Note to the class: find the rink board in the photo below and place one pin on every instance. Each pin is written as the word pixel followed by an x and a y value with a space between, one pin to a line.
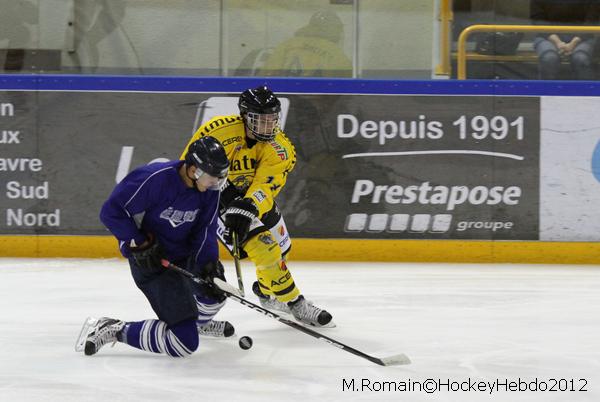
pixel 387 170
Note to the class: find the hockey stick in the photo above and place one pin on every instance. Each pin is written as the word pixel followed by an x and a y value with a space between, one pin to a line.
pixel 233 293
pixel 236 261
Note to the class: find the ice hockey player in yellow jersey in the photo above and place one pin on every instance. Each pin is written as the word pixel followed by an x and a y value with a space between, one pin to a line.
pixel 261 157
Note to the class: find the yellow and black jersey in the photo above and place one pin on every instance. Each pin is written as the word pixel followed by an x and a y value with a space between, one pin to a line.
pixel 259 170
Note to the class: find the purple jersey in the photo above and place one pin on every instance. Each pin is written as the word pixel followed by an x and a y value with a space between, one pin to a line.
pixel 154 199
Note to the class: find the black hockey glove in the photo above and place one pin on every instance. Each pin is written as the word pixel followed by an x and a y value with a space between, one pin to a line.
pixel 229 193
pixel 212 270
pixel 148 257
pixel 238 217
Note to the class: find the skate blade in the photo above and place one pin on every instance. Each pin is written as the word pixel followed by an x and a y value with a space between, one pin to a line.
pixel 88 324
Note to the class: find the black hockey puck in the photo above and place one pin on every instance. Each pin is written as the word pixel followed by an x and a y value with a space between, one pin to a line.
pixel 245 342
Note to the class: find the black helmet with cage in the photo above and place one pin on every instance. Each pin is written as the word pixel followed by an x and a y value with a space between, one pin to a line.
pixel 209 157
pixel 259 107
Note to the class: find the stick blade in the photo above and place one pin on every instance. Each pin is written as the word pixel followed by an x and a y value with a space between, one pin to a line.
pixel 395 360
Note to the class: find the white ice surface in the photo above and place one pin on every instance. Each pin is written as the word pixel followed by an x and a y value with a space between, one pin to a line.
pixel 454 321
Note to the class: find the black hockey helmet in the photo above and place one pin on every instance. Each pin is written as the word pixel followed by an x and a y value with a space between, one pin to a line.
pixel 259 107
pixel 209 157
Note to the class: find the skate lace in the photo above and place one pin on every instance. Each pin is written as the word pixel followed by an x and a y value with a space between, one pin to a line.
pixel 212 328
pixel 274 304
pixel 107 334
pixel 305 310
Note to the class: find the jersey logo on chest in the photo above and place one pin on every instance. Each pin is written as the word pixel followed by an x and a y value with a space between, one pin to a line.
pixel 177 218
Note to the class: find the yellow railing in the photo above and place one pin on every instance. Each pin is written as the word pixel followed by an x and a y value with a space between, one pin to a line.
pixel 445 18
pixel 462 39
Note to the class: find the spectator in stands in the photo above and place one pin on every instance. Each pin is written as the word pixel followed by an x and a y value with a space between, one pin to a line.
pixel 314 51
pixel 552 48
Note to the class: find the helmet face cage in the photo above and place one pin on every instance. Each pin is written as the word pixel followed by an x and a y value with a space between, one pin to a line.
pixel 264 126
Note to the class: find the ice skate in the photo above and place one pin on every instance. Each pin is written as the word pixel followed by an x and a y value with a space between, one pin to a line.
pixel 216 329
pixel 269 302
pixel 99 332
pixel 307 313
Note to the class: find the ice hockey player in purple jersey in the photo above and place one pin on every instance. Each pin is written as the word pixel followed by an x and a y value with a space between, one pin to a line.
pixel 168 210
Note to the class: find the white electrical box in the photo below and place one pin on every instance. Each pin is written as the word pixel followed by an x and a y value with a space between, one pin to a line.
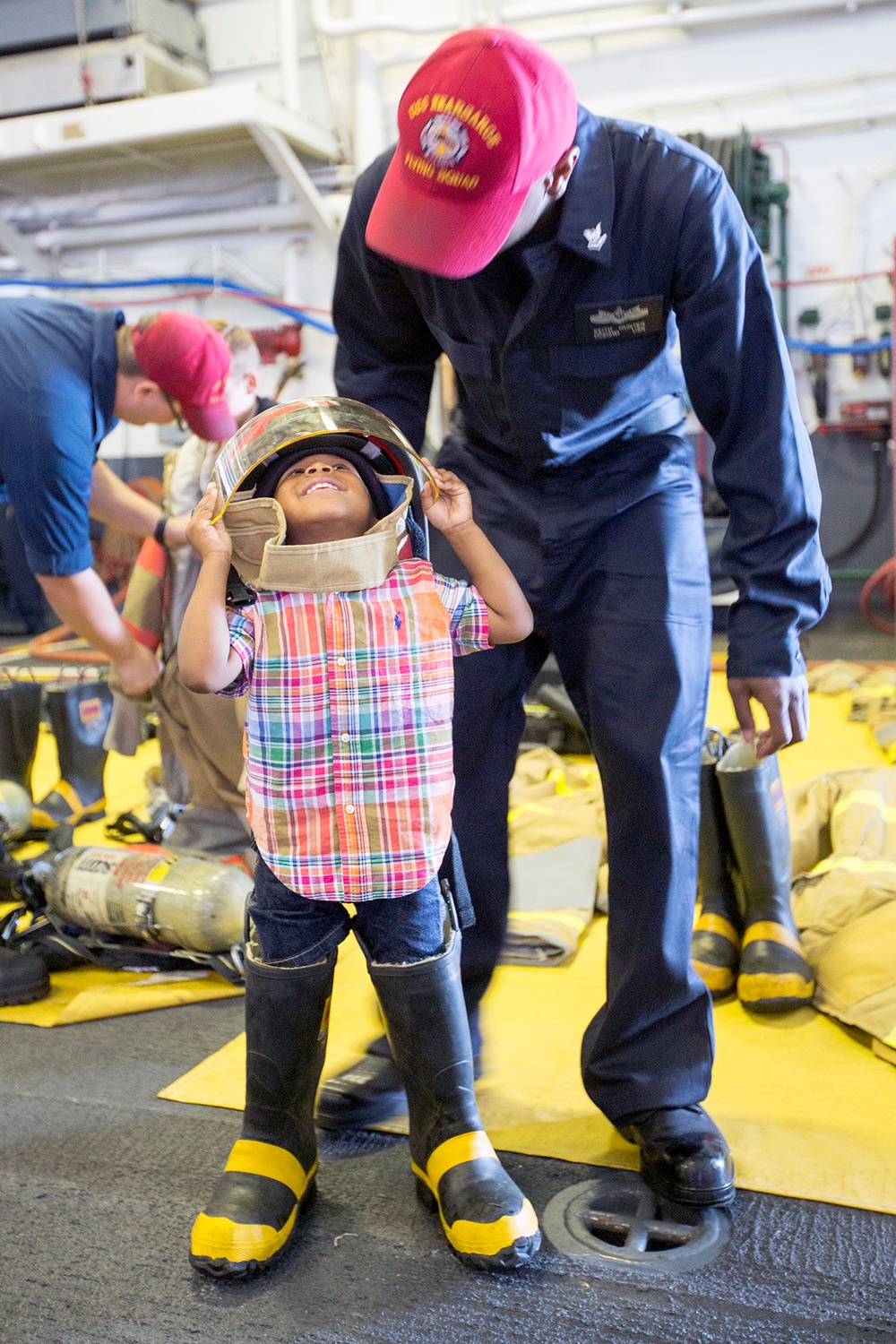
pixel 134 67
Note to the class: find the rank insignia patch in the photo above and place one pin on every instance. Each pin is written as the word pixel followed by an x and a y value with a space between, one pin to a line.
pixel 621 320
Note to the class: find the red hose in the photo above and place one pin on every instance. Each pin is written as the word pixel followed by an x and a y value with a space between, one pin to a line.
pixel 884 578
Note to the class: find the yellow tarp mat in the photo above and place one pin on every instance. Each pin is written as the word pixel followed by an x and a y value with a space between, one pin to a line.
pixel 88 992
pixel 809 1112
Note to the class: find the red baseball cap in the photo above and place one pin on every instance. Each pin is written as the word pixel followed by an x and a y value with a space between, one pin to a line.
pixel 482 118
pixel 190 360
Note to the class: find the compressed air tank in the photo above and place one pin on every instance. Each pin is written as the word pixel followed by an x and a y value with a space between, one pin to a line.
pixel 15 809
pixel 193 903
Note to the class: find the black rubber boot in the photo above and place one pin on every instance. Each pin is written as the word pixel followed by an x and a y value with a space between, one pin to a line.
pixel 269 1177
pixel 774 973
pixel 19 728
pixel 487 1222
pixel 78 717
pixel 23 978
pixel 715 946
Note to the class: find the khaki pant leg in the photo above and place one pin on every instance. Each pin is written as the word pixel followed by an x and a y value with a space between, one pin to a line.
pixel 206 731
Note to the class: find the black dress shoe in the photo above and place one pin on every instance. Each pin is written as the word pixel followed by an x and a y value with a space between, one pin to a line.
pixel 684 1156
pixel 366 1094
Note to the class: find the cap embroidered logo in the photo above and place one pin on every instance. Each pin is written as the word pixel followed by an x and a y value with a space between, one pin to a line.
pixel 444 140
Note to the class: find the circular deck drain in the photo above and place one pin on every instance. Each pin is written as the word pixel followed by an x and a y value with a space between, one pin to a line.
pixel 618 1219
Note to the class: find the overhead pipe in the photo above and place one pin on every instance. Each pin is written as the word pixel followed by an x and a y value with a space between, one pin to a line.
pixel 331 27
pixel 702 16
pixel 210 282
pixel 672 18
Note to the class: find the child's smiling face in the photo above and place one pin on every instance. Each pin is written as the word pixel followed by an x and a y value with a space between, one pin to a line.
pixel 324 499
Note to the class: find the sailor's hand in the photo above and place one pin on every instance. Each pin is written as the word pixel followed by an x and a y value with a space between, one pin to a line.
pixel 785 701
pixel 204 537
pixel 136 671
pixel 177 531
pixel 452 508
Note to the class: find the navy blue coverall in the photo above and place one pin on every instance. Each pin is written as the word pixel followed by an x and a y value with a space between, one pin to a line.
pixel 58 366
pixel 570 435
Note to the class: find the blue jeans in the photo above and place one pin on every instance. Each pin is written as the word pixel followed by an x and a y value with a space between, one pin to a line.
pixel 293 930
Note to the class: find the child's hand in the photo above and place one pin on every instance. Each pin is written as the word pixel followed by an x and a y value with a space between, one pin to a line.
pixel 452 508
pixel 204 537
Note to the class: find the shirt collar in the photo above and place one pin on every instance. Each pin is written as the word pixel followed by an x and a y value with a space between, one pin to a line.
pixel 586 223
pixel 104 368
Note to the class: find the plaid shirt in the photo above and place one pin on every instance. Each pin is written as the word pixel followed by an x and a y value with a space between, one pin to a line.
pixel 349 730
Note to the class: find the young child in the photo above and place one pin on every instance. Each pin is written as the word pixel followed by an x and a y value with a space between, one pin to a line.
pixel 349 769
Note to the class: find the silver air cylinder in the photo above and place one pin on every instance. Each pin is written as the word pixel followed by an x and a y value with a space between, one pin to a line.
pixel 191 903
pixel 15 809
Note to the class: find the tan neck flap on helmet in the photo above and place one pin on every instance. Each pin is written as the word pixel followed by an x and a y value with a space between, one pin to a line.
pixel 263 559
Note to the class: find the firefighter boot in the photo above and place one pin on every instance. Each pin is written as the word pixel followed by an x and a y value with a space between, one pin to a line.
pixel 715 946
pixel 774 973
pixel 269 1176
pixel 19 728
pixel 78 715
pixel 487 1222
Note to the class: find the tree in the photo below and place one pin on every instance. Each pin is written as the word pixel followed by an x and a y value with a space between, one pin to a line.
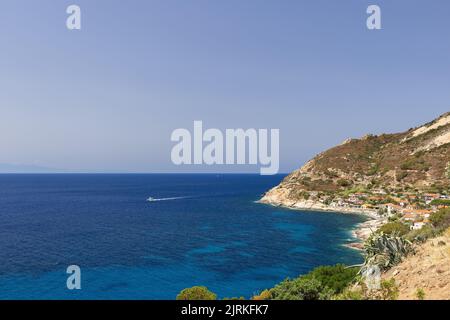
pixel 196 293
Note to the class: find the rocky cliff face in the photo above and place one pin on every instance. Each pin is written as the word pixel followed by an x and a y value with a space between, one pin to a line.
pixel 428 269
pixel 418 159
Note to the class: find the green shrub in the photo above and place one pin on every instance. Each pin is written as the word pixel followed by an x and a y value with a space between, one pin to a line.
pixel 336 278
pixel 420 294
pixel 440 219
pixel 421 235
pixel 343 183
pixel 396 227
pixel 196 293
pixel 389 290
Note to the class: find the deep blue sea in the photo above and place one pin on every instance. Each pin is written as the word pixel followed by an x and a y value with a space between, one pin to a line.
pixel 212 234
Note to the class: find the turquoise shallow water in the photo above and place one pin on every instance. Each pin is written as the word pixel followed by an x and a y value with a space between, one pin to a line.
pixel 128 248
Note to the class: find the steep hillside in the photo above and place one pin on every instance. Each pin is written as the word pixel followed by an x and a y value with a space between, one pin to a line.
pixel 427 270
pixel 418 159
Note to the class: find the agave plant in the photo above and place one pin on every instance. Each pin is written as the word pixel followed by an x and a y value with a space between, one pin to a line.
pixel 385 251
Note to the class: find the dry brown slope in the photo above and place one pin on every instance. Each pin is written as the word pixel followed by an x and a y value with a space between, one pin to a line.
pixel 428 269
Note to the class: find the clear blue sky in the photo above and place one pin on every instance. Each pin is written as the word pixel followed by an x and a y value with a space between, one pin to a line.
pixel 106 98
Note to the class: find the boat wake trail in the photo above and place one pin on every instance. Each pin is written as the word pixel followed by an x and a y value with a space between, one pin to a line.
pixel 151 199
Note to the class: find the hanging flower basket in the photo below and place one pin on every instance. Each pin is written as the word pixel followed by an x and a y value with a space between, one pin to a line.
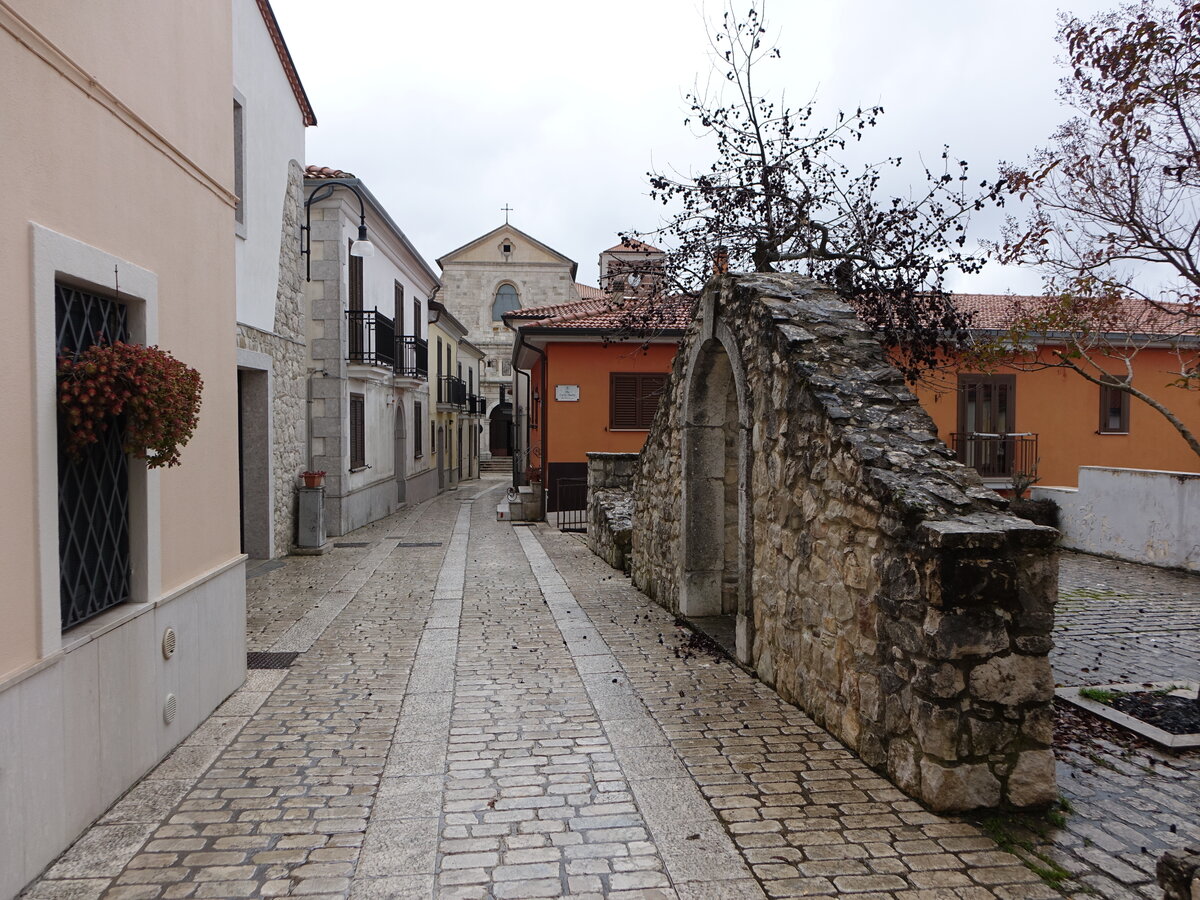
pixel 154 395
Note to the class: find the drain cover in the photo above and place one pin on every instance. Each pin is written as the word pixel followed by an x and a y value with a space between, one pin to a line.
pixel 270 660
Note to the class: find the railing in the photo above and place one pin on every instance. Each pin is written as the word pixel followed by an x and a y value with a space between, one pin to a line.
pixel 997 455
pixel 453 391
pixel 412 357
pixel 372 339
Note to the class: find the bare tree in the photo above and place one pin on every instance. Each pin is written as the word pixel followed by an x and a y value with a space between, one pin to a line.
pixel 780 197
pixel 1115 221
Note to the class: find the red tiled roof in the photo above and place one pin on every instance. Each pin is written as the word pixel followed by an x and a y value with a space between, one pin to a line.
pixel 289 67
pixel 669 313
pixel 1133 316
pixel 325 172
pixel 633 245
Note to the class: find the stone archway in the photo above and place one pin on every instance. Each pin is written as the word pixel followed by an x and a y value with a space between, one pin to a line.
pixel 717 565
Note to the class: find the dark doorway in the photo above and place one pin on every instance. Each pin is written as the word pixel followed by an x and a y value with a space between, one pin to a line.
pixel 501 425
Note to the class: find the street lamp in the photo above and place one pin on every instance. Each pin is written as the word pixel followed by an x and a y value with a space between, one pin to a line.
pixel 361 247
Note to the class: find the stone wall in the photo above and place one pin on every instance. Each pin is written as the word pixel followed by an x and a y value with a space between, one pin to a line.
pixel 288 352
pixel 791 479
pixel 611 507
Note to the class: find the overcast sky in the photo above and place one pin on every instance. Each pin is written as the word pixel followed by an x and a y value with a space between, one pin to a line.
pixel 558 108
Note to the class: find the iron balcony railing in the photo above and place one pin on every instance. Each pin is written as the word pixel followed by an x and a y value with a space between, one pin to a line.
pixel 997 455
pixel 412 357
pixel 453 391
pixel 372 339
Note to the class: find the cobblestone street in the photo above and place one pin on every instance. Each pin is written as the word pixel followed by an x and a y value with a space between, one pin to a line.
pixel 481 709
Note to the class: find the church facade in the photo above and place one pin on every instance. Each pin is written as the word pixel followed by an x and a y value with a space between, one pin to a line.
pixel 495 274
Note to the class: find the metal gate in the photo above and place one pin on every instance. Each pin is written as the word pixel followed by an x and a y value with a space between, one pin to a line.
pixel 573 504
pixel 94 490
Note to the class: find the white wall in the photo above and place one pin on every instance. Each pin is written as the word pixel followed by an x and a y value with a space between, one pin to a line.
pixel 1140 515
pixel 274 136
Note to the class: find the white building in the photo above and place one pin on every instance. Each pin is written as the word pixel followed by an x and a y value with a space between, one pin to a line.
pixel 367 337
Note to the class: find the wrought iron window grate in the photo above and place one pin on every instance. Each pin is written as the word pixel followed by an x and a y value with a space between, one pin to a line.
pixel 94 490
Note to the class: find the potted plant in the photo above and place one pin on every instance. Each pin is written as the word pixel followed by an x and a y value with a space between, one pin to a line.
pixel 144 389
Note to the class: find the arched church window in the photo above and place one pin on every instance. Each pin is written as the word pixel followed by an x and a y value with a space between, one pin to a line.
pixel 505 301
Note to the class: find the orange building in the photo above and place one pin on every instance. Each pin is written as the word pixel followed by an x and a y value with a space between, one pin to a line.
pixel 1030 417
pixel 580 391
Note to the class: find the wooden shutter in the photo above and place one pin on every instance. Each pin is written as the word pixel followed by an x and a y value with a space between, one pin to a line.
pixel 358 432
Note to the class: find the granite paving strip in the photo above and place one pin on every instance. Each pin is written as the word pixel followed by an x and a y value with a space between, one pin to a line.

■ ■ ■ ■ ■ ■ ■

→ **WORK ORDER**
From the line that contains "Note to the class: find the wooden" to the last line of the material above, repeat every line exactly, keeping both the first and the last.

→ **ANSWER SECTION**
Note to the class: find the wooden shutter in the photo above and place one pin on every instance. Each pin is written as the word pixel followed by an x and a y value with a space between, one pin to a line.
pixel 358 432
Note to the class: find the granite paving strip in the photo above and place one pin on every instance. Each pin is written as the word pixel followed by an x and a y value with a space between, one pin to a line.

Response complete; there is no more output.